▶ **EXTRACT TO READ**

BEGIN

Why am I disclosing this in a blog where I usually share all the happy moments Bailey and I experience together? October is Mental Health Awareness Month and I've felt my inner voice telling me to share my story. My first experience with mental illness was in February 1996 when I received a phone call that my mom had been admitted into the mental health unit and was there for 2 weeks. 7 years ago I experienced mental illness as the mother of a child going through anxiety, depression and suicidal thoughts. With each experience of mental illness, I realize how much I don't understand, but am willing to learn. The hardest part about mental illness is that the person suffering has to figure out for him or herself what works. Through my own mental illness struggles and counseling, I can understand this now.
A mantra that I have carried with me ever since I was a school counselor is 'To the world you may be one person, but to one person you may be the world'. I have had those people in my life and I aspire each day to be this for others. Through my latest inspiration, author and speaker Brene Brown, I've decided to share my story and be vulnerable to those who are willing to be in the arena with me.

END

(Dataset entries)
BEGIN

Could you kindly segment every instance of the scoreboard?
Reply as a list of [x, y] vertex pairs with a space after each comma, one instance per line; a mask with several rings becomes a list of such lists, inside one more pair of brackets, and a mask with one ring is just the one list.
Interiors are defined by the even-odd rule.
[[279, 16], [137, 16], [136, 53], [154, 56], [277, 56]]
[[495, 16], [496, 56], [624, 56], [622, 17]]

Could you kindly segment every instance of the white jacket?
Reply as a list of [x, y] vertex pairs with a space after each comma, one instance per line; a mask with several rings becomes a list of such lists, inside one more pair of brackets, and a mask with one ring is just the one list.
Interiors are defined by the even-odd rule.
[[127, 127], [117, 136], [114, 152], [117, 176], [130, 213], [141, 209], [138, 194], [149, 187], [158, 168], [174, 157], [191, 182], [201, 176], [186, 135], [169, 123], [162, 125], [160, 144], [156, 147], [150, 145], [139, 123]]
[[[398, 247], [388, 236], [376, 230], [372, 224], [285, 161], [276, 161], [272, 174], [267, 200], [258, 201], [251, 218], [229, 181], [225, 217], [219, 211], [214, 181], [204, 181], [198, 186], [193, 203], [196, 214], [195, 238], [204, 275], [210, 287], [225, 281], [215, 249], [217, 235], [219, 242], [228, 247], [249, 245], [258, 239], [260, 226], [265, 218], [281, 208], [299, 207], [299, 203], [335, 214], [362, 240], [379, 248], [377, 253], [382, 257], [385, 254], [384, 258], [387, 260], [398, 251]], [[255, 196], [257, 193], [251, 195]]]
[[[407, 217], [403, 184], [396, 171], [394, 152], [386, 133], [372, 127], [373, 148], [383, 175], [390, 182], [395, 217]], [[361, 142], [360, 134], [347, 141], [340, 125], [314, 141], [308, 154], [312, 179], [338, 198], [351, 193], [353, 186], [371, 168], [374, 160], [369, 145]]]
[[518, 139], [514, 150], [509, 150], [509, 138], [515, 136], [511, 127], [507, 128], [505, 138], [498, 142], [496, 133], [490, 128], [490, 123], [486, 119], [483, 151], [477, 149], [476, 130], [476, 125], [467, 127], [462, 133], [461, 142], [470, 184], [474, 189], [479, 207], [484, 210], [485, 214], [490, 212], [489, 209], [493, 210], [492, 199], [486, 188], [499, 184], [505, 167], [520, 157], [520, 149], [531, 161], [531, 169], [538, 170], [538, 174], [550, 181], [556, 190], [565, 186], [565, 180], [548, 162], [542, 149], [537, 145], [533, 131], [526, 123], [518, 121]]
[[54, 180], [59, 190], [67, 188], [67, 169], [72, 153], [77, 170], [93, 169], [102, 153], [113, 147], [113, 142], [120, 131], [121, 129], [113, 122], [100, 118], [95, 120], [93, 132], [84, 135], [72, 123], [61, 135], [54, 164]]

END
BEGIN

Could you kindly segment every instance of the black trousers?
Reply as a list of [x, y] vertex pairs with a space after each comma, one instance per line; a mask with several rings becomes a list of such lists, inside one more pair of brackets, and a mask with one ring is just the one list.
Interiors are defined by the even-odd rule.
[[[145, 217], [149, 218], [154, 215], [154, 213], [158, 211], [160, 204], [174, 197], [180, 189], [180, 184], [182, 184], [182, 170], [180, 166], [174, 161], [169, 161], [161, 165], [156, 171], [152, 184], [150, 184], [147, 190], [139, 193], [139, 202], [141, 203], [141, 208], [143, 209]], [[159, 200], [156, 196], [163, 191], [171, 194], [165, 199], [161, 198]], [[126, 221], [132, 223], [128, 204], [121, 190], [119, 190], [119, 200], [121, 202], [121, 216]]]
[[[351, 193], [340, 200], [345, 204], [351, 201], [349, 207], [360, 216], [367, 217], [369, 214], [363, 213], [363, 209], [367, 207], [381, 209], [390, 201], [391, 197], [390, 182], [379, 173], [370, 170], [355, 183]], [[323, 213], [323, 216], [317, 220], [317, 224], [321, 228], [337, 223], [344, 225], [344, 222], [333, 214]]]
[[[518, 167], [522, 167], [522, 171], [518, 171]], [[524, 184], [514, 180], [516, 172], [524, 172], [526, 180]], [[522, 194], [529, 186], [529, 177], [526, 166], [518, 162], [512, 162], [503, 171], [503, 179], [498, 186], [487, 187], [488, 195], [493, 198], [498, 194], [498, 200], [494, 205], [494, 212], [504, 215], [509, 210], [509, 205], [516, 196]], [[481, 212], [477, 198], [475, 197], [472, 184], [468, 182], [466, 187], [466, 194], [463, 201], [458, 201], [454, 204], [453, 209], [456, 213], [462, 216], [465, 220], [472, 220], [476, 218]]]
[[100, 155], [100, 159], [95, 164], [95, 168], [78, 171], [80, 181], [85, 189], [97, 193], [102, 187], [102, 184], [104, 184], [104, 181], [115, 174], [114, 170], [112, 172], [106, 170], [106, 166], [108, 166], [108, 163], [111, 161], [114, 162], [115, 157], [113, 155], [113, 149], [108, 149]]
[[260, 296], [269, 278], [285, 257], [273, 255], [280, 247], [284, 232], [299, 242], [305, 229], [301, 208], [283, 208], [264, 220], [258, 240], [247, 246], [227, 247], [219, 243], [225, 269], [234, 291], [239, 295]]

END

▶ **ASSIGNED TASK**
According to the blog post, in what month and year did the writer first experience mental illness?

▶ **EXERCISE RESPONSE**
February 1996